▼

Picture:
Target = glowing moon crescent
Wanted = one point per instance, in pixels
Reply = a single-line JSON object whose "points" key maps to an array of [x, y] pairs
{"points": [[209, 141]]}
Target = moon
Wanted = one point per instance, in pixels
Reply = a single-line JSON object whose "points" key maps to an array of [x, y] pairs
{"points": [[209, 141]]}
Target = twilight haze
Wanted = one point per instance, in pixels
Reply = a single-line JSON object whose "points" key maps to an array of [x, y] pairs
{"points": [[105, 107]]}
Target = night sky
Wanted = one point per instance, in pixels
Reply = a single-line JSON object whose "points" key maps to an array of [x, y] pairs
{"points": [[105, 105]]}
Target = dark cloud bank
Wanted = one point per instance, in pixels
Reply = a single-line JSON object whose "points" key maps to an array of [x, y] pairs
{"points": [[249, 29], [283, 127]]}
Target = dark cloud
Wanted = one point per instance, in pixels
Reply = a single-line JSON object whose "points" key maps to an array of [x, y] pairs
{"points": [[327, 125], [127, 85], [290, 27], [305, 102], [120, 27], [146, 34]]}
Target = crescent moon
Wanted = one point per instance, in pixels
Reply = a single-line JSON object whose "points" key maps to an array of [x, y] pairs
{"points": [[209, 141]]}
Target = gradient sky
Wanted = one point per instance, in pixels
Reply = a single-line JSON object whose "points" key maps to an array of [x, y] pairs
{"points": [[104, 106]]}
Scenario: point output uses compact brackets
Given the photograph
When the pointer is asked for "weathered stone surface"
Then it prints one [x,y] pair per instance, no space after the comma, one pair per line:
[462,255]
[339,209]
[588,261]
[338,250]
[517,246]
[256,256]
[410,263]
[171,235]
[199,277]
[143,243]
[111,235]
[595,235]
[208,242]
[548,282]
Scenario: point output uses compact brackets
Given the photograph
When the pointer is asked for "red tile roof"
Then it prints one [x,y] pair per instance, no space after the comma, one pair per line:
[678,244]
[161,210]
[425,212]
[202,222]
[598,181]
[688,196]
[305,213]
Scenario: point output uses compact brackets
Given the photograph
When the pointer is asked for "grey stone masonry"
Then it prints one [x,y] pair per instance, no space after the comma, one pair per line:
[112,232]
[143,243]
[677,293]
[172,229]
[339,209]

▲

**Task**
Using the entries above, work out the number of lines containing the string "stone", and supply only that number.

**Result of the exercise**
2